# Excerpted text:
☆ ☆ ☆ ☆

I am proud to be here today with my wife, Melissa, and our two wonderful daughters, Amina and Mireya.

I am grateful to the President for his faith and confidence in me.

I am appreciative of the longstanding work and continued focus by every member of this Committee on the education of our nation’s learners — from early childhood through postsecondary success. I’m especially thankful to Chairman Alexander and Senator Murray for your personal commitment and leadership on education, and for the recent effort of the Committee to reauthorize the Elementary and Secondary Education Act. This Committee’s work on that bill is a reminder to all of us that bipartisan compromise is not just still possible; it’s capable of delivering meaningful legislation and necessary changes. I look forward to continuing to work with all of you in that same bipartisan spirit.

And I am mindful of how remarkable it is that I am here at all. As some of you may know, I believe education is the difference between hope and despair — between life and death, even — because it was for me.

I believe education is the difference between hope and despair — between life and death, even — because it was for me.

I grew up in East Flatbush, Brooklyn; the son of John and Adalinda King, two lifelong New York City public school educators. My father grew up poor in Bedford Stuyvesant, yet by the end of his career he had become one of the highest-ranking African-American educators in the country. My mother came to New York from Puerto Rico as a little girl and was raised by a single mother who was a garment worker, yet she found a way to become the first person in her family to graduate from college.

Although I never had the chance to know them well, my parents’ faith in education continues to inspire me.

☆ ☆ ☆ ☆

# To do:
• 1. Return the passage of the committee statement starting at "I grew up in" and ending at "graduate from college.", copied word for word.
• 2. Resume the committee statement on education after its final sentence.

# Data listing:
☆ ☆ ☆ ☆

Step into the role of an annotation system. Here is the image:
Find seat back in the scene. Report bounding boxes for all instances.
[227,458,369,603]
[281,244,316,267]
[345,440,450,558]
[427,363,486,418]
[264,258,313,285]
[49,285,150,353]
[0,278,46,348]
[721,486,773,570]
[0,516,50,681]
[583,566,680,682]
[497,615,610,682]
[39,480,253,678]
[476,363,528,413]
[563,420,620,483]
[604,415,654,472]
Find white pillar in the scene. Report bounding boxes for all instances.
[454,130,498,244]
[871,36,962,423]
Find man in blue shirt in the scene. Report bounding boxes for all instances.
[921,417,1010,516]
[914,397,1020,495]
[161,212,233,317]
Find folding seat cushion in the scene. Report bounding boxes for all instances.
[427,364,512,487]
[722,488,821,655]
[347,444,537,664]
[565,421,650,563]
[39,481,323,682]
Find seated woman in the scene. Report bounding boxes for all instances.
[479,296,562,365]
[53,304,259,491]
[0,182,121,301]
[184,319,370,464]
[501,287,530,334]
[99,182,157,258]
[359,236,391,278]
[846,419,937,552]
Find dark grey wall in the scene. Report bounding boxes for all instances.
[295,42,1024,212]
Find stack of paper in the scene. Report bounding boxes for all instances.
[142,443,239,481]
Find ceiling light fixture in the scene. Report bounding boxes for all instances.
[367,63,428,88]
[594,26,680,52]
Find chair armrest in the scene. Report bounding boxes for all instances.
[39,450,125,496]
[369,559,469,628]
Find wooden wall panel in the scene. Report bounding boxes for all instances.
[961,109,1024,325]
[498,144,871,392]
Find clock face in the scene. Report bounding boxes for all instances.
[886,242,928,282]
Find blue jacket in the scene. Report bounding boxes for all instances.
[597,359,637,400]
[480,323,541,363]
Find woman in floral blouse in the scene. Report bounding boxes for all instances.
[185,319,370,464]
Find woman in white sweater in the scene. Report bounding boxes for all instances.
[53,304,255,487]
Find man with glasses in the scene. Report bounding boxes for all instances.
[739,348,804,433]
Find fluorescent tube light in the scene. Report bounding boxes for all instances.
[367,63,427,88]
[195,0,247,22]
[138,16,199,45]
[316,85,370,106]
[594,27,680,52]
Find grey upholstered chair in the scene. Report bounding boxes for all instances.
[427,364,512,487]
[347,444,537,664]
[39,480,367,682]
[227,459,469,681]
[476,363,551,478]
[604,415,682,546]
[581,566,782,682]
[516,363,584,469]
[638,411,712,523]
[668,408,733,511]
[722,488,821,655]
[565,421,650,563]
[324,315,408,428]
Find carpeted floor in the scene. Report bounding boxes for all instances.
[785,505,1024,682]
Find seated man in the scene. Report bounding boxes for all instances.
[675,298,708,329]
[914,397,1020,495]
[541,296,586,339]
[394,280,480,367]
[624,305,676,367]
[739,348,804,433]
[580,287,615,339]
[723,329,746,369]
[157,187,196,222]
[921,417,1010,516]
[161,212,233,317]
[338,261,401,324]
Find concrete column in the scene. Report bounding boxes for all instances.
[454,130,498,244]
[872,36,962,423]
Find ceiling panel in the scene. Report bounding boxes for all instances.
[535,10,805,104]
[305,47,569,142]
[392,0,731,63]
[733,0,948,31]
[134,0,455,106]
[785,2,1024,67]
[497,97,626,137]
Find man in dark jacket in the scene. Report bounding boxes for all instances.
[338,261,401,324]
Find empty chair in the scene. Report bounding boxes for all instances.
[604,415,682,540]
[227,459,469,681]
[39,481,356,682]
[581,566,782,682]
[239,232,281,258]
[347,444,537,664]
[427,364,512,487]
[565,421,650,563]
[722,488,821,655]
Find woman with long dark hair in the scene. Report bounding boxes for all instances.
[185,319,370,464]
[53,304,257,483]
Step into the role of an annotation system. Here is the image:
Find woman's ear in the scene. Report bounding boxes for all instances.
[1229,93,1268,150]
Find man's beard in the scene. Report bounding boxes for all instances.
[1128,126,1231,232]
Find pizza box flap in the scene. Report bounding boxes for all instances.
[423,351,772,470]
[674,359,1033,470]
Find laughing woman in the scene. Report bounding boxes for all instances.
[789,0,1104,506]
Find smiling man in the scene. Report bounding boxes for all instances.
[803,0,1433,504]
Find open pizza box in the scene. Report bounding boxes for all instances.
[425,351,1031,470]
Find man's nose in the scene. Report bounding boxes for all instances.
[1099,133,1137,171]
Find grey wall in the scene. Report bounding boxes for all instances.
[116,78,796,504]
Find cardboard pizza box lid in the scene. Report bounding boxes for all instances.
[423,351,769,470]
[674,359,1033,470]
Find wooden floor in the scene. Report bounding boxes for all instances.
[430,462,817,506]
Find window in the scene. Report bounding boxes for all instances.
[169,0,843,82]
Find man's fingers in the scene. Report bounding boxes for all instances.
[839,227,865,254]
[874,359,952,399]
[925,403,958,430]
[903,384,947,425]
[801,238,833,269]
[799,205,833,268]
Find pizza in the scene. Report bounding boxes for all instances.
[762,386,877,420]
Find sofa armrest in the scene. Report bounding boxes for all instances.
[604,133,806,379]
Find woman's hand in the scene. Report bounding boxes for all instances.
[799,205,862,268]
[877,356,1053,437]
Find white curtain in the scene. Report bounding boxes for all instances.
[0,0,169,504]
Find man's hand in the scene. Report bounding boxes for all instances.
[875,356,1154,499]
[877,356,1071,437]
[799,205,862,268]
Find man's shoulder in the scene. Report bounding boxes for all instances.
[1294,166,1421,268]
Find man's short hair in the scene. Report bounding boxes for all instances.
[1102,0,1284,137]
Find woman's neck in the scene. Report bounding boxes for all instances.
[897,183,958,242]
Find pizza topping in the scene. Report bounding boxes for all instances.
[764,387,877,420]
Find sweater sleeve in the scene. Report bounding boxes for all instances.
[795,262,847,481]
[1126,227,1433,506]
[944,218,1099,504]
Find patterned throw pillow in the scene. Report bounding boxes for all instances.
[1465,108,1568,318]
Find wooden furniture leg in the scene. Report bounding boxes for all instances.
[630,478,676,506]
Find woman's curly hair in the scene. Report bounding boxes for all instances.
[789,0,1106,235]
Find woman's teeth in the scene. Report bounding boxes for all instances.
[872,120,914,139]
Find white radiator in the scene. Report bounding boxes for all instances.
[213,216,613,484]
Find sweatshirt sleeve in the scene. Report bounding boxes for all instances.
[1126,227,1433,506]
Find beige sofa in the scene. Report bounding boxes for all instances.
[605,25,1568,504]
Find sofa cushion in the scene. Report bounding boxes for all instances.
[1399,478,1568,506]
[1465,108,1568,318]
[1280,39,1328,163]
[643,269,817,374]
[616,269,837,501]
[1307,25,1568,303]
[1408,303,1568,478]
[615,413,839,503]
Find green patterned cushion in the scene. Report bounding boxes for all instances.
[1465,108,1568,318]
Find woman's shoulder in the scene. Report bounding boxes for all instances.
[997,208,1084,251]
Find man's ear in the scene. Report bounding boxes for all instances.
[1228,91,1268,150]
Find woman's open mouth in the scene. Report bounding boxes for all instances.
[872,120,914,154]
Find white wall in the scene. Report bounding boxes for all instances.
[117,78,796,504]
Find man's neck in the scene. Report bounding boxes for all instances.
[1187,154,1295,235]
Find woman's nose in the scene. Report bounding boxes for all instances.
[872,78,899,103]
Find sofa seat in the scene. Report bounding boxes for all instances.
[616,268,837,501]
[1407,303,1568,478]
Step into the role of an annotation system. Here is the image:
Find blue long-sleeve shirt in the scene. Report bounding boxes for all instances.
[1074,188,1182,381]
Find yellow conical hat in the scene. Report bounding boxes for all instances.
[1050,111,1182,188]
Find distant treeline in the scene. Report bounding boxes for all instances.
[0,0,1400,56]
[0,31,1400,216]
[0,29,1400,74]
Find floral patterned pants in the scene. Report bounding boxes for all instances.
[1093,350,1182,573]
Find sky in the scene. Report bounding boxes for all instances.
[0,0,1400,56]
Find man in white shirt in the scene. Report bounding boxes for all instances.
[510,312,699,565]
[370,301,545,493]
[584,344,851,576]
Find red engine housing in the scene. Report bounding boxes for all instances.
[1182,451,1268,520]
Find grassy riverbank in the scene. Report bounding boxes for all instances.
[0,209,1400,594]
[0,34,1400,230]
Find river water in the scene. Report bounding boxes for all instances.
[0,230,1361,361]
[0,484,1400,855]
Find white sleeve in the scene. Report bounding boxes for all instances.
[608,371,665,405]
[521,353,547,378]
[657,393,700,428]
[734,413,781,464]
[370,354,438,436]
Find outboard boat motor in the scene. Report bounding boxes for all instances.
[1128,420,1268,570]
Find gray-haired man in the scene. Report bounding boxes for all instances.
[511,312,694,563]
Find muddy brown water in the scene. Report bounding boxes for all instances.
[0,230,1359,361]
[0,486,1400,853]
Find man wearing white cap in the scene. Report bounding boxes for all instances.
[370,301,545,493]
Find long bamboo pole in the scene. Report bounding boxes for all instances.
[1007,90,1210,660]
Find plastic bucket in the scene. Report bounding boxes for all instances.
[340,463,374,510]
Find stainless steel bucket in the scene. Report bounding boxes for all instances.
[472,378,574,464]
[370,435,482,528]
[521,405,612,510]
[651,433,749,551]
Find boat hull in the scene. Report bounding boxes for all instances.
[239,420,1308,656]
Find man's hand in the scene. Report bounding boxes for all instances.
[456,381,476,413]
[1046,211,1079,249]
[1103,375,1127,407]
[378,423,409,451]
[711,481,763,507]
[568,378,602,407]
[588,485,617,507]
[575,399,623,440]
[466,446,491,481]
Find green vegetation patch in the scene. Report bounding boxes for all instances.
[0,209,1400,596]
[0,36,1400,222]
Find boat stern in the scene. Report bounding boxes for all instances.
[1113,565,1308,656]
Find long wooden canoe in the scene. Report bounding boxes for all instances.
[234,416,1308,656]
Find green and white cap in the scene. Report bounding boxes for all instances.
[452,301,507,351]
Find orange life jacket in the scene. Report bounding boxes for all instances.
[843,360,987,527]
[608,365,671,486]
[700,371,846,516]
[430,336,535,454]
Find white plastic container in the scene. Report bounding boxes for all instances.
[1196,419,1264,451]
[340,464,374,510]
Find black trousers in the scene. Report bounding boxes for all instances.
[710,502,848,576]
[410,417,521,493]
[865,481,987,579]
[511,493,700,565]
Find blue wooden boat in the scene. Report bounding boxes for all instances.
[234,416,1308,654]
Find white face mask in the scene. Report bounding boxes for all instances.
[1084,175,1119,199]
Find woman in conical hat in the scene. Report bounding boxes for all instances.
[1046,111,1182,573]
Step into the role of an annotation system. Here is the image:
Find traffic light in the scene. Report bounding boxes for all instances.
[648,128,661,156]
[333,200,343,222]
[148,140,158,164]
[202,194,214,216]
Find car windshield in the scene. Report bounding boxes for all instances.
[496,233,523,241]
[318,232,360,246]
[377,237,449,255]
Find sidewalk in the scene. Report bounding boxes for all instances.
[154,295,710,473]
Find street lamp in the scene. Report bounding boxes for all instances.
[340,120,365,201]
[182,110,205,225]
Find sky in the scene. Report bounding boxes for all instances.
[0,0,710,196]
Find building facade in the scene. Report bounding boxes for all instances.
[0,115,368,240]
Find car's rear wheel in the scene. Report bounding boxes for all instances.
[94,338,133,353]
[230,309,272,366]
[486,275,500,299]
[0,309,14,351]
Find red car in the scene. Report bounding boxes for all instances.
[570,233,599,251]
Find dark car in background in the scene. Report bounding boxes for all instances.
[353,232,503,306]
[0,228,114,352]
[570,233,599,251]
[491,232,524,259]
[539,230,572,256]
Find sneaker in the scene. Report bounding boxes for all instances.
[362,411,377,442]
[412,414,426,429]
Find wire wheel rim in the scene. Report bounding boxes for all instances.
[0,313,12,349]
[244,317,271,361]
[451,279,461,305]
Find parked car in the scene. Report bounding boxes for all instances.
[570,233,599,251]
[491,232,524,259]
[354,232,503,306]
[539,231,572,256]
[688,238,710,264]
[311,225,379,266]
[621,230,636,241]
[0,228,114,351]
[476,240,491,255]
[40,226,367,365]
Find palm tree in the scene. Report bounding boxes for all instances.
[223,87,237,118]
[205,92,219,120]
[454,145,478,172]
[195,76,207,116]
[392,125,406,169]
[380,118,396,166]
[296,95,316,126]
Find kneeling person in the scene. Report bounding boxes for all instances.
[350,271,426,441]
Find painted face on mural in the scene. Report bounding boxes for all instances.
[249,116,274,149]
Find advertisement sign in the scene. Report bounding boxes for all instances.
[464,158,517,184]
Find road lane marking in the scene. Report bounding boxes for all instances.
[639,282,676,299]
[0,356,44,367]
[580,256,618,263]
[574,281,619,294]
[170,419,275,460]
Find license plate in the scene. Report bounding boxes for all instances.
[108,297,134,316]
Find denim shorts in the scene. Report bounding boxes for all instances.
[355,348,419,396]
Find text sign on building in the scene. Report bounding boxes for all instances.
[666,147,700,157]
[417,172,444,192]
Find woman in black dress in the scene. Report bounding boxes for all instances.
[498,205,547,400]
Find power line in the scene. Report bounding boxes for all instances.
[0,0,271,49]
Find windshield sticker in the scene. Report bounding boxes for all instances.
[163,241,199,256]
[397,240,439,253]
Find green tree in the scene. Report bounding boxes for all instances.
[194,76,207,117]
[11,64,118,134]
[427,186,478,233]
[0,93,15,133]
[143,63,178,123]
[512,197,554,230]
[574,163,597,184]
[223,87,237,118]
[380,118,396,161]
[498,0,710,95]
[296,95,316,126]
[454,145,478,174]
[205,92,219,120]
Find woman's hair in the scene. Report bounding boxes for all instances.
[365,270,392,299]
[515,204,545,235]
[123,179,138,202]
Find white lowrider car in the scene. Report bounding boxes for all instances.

☆ ☆ ☆ ☆

# Response list:
• 1.
I grew up in East Flatbush, Brooklyn; the son of John and Adalinda King, two lifelong New York City public school educators. My father grew up poor in Bedford Stuyvesant, yet by the end of his career he had become one of the highest-ranking African-American educators in the country. My mother came to New York from Puerto Rico as a little girl and was raised by a single mother who was a garment worker, yet she found a way to become the first person in her family to graduate from college.

• 2.
When I was eight, my mother had a heart attack and passed away. My father died just four years later — after suffering through undiagnosed Alzheimer’s that made our home a scary and unpredictable place.

Amidst all the trauma and uncertainty, school was my refuge, and teachers were my saviors.

I am here today because of Mr. Osterweil, my teacher at P.S. 276 in Canarsie who required me to read the New York Times every day, and who made me feel safe, nurtured, and challenged.

And I am here because of Celestine Dessasure — Miss D — who turned her social studies classroom at Mark Twain Junior High School in Coney Island into an actor’s studio, and whose lessons proved that rigor and joy are not mutually exclusive.

My New York City public school teachers literally saved my life. If not for them, I could not have survived that turbulent period, and I certainly wouldn’t be sitting before you today.

The influence they had on me, coupled with the example my parents provided, led me to become a teacher myself.

But there are still so many young people out there like me, children whose paths to school have been marked by burdens no young person should have to bear. We owe it to those children to make school for them what it was for me.

That’s why I feel such urgency about the work of education. That’s what led me to help found a school and then a school network. And it’s what drove me in my tenure as the Deputy Commissioner and then Commissioner of Education in New York State.

Roxbury Prep, the first school I co-founded, and one that is filled with young people from backgrounds like mine, became one of the highest-performing urban middle schools in the commonwealth of Massachusetts. The Uncommon Schools network that my colleagues and I created now includes nearly fifty high-performing urban schools, and impacts the lives of thousands of low-income students every day. And as a result of my tenure in Albany, I am proud to say that New York is now a leading state in its work to bring together K-12, postsecondary and business partners to expand access to high-quality career and technical education; in its commitment to create socioeconomically diverse schools; and in its work to improve the preparation and certification of its teachers, as the state transitions to more rigorous expectations for students.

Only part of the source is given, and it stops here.